● YOUR TASK
Quote the whole passage below about becoming a parent while studying journalism, keeping every word and punctuation mark unchanged.
Start of TEXT TO READ
As for babies — I told Romain, no way, not yet. But a part of me, young as I was, craved motherhood. Out of nowhere, the thought of a baby, our baby, would bloom in my mind. What would it be like, I’d wonder, all dreamy. I had no idea what any of it would be like. When Mama enticed Romain with a job offer for her travel company in New Jersey, we were ready for a change of scenery. Romain and I took our time getting there: a four-day road trip with bed-and-breakfast stops, water parks, driving along little weedy roads. By the time we got north, I was already pregnant. Did we worry that I was just 21? That I had just transferred to a new college? That I was going to be a journalist? No. Romain and I burst with a joy that danced wild within us both.
My son was born to a 22-year-old ambitious journalism student with wings. I wasn’t ready to give up school, so my grandmother, the very Babushka who had watched me when my mama was away, now watched my baby in Central Jersey, while I commuted to NYU every day and studied magna cum laude with a minor in sociology. One semester I produced and hosted a TV talk show for a campus station; another, I bustled around the New York office of CNN, an earnest intern tripping all over myself to get lunch and coffee and tidbits of information for mean-faced producers and male anchors who wore mascara and blush. It felt good to put on boots, dress in plaid skirts, and run around New York City, my future blinking before me with a thousand headlights.
End of TEXT TO READ
Start of LISTED RECORDS
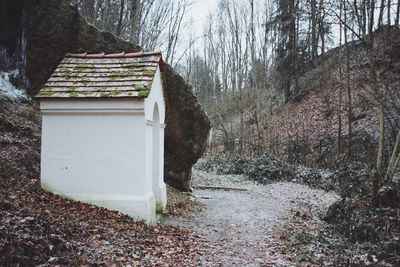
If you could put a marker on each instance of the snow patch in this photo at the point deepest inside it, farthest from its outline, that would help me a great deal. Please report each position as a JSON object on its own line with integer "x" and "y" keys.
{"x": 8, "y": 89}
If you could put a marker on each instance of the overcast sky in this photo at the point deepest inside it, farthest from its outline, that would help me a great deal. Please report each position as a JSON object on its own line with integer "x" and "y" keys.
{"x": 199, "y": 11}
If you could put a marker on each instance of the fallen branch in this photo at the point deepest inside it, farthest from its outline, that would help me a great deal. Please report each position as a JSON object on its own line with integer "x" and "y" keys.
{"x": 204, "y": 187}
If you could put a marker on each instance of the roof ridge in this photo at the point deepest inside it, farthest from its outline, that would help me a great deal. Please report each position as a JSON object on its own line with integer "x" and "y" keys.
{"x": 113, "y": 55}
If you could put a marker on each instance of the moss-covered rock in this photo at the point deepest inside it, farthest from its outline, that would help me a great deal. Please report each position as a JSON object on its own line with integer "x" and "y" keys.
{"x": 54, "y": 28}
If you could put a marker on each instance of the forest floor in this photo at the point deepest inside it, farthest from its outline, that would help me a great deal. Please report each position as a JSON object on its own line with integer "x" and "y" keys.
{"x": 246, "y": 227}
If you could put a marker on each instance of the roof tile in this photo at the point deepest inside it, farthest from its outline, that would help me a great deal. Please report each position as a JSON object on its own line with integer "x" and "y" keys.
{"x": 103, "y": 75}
End of LISTED RECORDS
Start of LISTED RECORDS
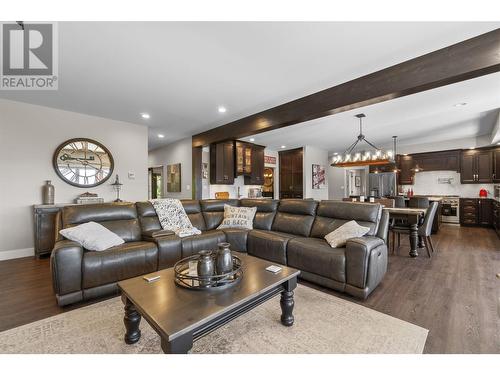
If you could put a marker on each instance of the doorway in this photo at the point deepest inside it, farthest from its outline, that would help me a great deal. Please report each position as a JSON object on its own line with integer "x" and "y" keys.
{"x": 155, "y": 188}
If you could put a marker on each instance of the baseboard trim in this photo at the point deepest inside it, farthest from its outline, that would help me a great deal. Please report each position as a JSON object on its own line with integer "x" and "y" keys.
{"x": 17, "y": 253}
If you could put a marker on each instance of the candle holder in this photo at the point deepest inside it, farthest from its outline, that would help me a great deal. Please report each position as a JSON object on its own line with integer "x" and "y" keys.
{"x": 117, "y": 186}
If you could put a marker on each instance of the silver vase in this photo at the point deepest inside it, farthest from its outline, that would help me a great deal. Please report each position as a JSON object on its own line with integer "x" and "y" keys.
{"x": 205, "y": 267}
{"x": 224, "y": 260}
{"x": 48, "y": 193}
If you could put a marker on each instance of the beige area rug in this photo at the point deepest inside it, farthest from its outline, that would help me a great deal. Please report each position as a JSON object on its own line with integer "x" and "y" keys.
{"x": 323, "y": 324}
End of LISTED RECORDS
● CORRECT OUTPUT
As for babies — I told Romain, no way, not yet. But a part of me, young as I was, craved motherhood. Out of nowhere, the thought of a baby, our baby, would bloom in my mind. What would it be like, I’d wonder, all dreamy. I had no idea what any of it would be like. When Mama enticed Romain with a job offer for her travel company in New Jersey, we were ready for a change of scenery. Romain and I took our time getting there: a four-day road trip with bed-and-breakfast stops, water parks, driving along little weedy roads. By the time we got north, I was already pregnant. Did we worry that I was just 21? That I had just transferred to a new college? That I was going to be a journalist? No. Romain and I burst with a joy that danced wild within us both.
My son was born to a 22-year-old ambitious journalism student with wings. I wasn’t ready to give up school, so my grandmother, the very Babushka who had watched me when my mama was away, now watched my baby in Central Jersey, while I commuted to NYU every day and studied magna cum laude with a minor in sociology. One semester I produced and hosted a TV talk show for a campus station; another, I bustled around the New York office of CNN, an earnest intern tripping all over myself to get lunch and coffee and tidbits of information for mean-faced producers and male anchors who wore mascara and blush. It felt good to put on boots, dress in plaid skirts, and run around New York City, my future blinking before me with a thousand headlights.